Document passage:
Roy Moore Says Religious Liberty 'Comes From God,' Not The Constitution

Antonia Blumberg
Alabama Senate GOP candidate Roy Moore doesn’t think reporters understand the concept of religious liberty.

Alabama Senate GOP candidate Roy Moore doesn’t think reporters understand the concept of religious liberty.

Moore was questioned by reporters as he entered the U.S. Capitol to meet with GOP senators on Tuesday. The Senate candidate deflected most of the journalists’ questions, including several about a previous comment he made claiming Muslims shouldn’t serve in Congress. 

After several failed attempts to get Moore to comment, a reporter asked: “Why can you talk about these issues in Alabama and not in Washington?”

Moore finally offered a response, saying, “Reporters don’t understand religious liberty and where it comes from.”

He continued: “It comes from God, not from the Constitution.”

Moore, who previously served as the chief justice of the Alabama Supreme Court, has a long history of placing his Christian faith before the duties of public office. 

In February, the former judge appeared on the radio show of a pastor who has claimed the Bible calls for the death penalty for gay people. When pastor Kevin Swanson asked Moore, “What does one do when God’s laws conflict with man’s laws?” Moore responded: “God’s laws are always superior to man’s laws.”

Tasks to perform:
a: Please list every direct quotation that the article on Roy Moore attributes to Moore himself.
b: Filter the listing down to the lines that contain the string "reflective", and copy each of them. Case must match.
The listing that comes next is unrelated to the article.

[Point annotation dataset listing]

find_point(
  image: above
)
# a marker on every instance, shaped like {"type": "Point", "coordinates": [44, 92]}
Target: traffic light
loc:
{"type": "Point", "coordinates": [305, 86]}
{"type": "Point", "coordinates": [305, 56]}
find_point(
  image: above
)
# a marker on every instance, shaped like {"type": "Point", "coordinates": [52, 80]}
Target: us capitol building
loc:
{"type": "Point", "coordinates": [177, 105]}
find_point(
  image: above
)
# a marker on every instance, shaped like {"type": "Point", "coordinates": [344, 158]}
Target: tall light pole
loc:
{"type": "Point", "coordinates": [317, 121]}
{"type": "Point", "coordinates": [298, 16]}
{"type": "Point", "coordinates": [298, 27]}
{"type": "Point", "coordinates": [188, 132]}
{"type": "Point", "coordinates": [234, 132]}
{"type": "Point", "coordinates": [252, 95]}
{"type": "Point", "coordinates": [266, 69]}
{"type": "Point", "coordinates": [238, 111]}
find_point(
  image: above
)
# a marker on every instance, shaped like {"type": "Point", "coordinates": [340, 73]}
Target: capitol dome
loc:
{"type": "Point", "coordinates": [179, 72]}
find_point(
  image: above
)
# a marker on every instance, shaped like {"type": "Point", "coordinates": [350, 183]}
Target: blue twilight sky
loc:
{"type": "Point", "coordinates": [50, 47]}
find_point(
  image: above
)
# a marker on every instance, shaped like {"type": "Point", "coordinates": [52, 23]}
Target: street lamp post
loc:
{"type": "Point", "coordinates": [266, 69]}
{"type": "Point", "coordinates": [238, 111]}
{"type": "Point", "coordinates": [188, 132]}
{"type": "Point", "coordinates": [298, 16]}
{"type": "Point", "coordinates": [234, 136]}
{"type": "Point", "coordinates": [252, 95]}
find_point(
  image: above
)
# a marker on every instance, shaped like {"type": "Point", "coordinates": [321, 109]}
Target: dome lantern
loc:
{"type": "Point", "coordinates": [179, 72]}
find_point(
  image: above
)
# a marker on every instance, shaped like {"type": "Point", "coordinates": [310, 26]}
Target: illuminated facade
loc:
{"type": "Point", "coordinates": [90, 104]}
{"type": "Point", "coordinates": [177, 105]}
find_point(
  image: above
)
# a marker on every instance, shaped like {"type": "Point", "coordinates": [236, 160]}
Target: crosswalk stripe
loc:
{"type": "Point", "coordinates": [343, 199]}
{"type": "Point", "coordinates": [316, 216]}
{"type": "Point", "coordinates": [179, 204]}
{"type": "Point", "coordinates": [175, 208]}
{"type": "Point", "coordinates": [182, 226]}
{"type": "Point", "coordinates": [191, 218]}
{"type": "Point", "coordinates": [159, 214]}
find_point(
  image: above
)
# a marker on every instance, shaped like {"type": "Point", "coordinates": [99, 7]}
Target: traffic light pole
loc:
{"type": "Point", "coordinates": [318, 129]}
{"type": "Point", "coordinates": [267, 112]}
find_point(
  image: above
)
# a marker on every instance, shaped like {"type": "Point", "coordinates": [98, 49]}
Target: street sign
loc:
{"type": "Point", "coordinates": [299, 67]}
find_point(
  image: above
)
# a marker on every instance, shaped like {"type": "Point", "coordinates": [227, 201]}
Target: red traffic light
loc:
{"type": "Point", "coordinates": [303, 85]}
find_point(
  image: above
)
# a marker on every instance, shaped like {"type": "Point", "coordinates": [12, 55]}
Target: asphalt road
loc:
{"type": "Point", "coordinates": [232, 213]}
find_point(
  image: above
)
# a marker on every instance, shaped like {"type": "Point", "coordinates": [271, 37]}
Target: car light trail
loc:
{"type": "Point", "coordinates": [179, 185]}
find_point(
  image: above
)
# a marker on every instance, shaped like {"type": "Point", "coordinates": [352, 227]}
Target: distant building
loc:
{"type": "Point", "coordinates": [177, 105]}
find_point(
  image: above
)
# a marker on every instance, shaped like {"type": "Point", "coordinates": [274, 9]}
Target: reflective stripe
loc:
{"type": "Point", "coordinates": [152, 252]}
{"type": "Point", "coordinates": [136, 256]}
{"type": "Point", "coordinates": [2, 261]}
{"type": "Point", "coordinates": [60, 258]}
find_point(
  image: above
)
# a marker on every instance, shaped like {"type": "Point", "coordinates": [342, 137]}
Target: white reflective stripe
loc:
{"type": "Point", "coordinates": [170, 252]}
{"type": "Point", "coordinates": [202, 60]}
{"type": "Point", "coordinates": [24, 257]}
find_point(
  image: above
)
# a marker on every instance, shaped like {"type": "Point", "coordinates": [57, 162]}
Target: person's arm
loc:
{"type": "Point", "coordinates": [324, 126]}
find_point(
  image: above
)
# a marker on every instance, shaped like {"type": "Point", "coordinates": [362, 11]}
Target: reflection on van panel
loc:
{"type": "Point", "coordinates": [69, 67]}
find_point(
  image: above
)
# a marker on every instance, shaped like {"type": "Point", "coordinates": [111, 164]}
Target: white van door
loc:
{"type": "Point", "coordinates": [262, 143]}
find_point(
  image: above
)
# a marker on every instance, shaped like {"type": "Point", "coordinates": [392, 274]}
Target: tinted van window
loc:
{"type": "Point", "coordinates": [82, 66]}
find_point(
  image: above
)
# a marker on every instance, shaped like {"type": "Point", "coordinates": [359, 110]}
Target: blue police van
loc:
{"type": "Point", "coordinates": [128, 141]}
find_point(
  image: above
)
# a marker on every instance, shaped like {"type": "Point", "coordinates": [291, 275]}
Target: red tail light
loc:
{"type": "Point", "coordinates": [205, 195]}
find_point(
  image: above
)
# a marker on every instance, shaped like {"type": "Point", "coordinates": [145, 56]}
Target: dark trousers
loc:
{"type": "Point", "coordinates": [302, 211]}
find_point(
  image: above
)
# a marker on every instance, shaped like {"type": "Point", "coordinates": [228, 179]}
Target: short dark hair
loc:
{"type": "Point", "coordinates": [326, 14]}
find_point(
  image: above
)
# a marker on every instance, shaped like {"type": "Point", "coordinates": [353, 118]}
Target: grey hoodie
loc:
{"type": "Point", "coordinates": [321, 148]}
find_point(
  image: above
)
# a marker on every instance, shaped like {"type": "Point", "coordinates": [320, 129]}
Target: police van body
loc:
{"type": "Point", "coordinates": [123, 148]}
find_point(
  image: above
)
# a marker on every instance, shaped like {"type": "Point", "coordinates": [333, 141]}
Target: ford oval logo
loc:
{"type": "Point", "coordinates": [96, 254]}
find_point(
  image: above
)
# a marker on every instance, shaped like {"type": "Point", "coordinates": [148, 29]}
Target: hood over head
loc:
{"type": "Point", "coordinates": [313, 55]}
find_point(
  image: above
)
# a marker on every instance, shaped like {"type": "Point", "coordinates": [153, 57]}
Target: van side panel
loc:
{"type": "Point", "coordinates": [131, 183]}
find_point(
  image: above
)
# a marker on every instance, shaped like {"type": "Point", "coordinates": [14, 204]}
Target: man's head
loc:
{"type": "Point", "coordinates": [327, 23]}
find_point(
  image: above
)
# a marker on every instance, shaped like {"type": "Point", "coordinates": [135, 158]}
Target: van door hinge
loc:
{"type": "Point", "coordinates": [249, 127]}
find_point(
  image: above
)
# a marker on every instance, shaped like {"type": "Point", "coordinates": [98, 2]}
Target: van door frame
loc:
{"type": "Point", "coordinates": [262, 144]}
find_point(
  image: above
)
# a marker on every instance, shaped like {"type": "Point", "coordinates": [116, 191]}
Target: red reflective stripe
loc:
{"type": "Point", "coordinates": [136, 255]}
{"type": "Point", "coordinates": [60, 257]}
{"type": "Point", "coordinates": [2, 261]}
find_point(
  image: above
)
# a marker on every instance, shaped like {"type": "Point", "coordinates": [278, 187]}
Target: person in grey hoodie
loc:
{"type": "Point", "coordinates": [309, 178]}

Responses to the exercise:
a:
- "Reporters don't understand religious liberty and where it comes from."
- "It comes from God, not from the Constitution."
- "God's laws are always superior to man's laws."

b:
Target: reflective stripe
Target: white reflective stripe
Target: red reflective stripe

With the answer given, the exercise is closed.